## Exercise goal
Find every line in the records below that holds the word "wardrobe" and copy it.

(Input records begins)

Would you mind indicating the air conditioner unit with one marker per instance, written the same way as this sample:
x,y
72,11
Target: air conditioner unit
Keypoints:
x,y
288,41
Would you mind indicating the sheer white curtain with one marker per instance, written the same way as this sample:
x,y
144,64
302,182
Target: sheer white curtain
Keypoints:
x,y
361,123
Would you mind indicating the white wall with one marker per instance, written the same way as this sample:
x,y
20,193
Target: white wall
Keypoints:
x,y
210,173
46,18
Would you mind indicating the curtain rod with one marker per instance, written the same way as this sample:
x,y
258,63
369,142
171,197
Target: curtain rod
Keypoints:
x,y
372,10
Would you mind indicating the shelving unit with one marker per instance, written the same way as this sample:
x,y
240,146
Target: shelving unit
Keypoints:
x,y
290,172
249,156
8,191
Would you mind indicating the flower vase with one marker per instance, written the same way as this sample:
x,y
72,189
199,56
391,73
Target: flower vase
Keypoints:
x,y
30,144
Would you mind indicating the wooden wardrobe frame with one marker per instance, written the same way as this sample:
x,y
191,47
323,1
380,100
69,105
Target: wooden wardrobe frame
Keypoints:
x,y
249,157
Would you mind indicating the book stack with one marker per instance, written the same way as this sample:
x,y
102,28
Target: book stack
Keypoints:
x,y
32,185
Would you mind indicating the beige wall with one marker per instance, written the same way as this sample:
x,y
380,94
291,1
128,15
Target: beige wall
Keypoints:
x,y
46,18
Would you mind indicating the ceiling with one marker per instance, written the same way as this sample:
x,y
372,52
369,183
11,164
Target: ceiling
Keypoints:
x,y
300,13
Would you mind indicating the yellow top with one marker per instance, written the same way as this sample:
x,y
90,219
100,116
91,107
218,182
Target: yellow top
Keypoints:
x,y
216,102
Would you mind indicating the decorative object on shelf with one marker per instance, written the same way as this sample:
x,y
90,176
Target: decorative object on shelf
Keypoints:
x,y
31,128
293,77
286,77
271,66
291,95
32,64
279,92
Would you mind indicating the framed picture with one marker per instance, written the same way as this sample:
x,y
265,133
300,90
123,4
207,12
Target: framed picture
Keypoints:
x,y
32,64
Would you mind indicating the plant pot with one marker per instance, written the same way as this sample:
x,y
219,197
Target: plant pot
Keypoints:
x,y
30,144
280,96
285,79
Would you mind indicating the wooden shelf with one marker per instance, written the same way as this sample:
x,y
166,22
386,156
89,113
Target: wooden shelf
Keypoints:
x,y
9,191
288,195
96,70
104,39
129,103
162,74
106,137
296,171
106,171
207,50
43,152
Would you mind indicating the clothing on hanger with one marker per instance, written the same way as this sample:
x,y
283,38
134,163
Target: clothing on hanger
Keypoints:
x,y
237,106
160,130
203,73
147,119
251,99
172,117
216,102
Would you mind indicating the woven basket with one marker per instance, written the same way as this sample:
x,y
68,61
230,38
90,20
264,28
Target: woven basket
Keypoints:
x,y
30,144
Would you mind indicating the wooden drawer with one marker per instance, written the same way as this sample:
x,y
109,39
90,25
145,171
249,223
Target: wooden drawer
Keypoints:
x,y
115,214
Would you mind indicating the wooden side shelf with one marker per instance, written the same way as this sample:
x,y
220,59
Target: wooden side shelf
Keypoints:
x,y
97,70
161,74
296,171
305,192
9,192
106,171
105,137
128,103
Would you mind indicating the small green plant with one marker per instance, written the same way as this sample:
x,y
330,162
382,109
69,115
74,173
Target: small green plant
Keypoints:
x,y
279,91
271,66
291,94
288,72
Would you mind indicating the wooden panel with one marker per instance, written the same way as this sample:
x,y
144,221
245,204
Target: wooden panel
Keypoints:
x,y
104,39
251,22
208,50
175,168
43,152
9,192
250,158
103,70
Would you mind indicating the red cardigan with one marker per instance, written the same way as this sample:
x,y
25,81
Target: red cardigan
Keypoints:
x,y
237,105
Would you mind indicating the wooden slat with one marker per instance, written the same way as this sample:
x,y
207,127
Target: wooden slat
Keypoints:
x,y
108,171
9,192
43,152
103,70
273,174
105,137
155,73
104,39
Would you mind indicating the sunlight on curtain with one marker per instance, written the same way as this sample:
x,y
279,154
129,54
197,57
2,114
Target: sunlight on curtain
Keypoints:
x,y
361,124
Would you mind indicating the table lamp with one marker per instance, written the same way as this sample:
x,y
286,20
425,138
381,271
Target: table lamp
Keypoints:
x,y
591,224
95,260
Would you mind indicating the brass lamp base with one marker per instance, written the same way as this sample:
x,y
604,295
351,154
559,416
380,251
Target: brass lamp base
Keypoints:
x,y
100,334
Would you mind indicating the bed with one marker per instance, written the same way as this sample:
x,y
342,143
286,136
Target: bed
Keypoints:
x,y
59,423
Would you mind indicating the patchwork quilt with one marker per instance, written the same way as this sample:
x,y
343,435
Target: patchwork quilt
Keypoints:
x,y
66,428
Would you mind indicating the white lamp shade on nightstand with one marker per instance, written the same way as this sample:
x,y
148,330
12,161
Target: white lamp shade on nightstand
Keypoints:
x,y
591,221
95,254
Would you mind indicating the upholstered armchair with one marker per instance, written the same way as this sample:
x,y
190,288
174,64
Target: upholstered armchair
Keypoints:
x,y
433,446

(Input records ends)
(Input records begins)

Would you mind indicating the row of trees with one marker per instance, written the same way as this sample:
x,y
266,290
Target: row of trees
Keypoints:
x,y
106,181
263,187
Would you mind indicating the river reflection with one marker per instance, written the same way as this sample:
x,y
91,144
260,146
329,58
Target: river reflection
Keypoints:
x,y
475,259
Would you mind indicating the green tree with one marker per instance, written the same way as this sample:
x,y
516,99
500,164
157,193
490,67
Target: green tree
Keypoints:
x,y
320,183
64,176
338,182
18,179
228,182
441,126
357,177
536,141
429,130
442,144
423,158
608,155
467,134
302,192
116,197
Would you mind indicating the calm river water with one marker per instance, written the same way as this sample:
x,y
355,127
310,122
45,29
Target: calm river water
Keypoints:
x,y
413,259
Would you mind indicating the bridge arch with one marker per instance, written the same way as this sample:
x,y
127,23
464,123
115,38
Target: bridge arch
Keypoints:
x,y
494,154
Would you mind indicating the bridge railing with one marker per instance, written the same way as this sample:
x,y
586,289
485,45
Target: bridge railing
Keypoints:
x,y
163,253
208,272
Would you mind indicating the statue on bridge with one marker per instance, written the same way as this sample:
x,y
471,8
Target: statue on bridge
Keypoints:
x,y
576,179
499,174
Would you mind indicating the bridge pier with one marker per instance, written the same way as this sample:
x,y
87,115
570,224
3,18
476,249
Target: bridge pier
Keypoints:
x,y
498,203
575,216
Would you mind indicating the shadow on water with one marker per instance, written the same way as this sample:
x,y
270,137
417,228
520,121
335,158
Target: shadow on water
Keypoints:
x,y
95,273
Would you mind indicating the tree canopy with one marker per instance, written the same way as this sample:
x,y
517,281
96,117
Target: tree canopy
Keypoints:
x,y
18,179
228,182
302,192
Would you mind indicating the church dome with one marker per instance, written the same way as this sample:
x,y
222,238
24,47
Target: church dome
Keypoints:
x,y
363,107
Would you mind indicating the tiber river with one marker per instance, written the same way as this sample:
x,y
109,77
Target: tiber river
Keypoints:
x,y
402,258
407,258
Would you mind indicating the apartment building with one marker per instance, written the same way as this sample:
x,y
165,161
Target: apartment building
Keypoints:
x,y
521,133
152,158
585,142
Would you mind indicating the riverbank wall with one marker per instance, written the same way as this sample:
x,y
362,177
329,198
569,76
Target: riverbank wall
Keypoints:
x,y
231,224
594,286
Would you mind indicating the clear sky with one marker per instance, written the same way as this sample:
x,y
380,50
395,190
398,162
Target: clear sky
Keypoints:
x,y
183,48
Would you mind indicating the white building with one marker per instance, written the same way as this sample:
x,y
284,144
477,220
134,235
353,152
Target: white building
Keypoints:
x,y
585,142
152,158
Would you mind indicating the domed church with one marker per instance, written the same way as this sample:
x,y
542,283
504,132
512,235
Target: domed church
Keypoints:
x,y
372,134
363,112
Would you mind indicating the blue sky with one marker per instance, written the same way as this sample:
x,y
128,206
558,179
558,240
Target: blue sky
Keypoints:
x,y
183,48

(Input records ends)
(Input records begins)

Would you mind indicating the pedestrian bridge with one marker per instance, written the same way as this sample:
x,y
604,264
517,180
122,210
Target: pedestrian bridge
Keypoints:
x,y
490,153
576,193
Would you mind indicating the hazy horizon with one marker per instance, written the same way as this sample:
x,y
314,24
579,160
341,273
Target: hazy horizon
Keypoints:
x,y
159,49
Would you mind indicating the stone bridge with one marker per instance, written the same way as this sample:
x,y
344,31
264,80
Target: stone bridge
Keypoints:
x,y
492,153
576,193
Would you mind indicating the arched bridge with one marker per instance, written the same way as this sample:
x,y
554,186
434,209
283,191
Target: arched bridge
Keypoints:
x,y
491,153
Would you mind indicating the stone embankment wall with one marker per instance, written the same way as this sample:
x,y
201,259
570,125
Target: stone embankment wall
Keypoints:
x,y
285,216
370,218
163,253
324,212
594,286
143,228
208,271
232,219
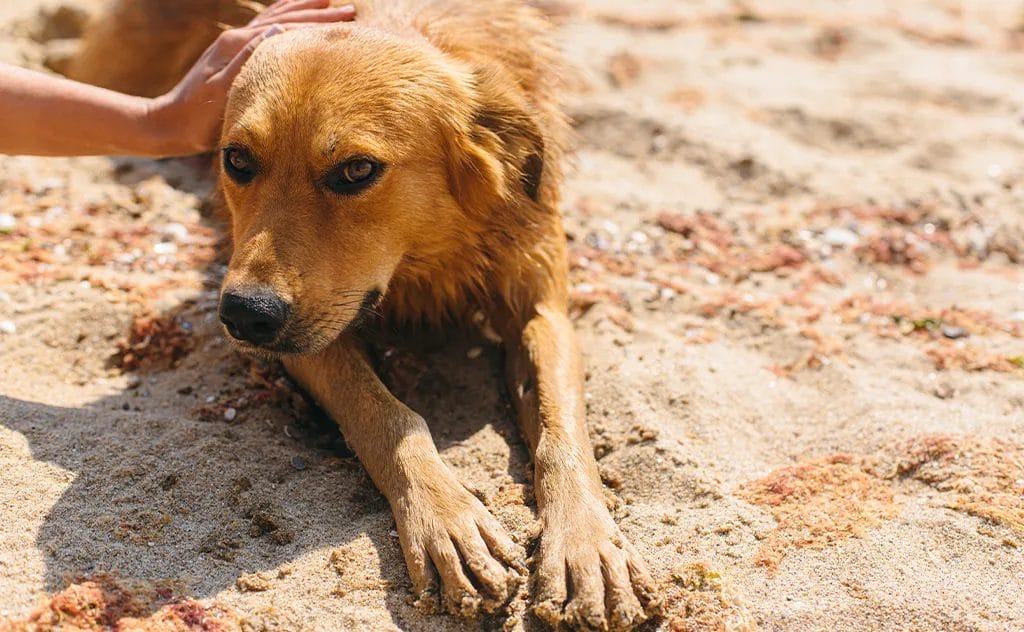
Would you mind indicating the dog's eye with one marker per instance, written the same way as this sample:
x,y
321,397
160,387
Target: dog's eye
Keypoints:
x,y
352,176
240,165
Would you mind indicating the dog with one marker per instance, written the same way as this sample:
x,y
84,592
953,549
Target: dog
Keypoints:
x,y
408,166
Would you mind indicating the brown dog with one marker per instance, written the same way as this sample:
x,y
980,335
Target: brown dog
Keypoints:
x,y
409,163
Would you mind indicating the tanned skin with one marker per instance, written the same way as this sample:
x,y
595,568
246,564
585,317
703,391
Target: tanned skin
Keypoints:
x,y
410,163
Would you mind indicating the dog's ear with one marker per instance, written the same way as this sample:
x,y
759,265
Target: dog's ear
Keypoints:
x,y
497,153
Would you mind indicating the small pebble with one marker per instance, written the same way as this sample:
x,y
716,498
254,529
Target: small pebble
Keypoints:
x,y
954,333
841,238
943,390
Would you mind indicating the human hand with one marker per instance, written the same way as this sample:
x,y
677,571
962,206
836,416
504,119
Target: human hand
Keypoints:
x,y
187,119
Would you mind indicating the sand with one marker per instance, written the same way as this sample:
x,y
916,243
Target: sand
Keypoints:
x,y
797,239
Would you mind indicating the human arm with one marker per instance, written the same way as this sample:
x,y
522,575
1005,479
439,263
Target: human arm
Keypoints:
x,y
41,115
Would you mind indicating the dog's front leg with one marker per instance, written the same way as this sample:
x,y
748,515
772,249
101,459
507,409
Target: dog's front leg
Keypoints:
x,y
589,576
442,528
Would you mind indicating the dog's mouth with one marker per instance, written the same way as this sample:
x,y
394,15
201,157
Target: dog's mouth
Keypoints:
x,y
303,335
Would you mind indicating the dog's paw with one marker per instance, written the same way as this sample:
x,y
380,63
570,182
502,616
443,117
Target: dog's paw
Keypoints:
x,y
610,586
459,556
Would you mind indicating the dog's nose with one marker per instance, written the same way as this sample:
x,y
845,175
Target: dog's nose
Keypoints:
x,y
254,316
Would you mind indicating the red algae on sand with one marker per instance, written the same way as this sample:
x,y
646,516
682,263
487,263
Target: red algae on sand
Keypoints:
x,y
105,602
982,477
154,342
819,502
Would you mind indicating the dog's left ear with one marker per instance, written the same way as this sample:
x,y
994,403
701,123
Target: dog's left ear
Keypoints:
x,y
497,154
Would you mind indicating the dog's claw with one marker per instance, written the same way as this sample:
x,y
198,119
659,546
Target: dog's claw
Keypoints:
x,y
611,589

(Input records ends)

## Completed task
Would you mind indicating the wooden wardrobe frame with one marker per instance, written the same way as this sample:
Target: wooden wardrobe frame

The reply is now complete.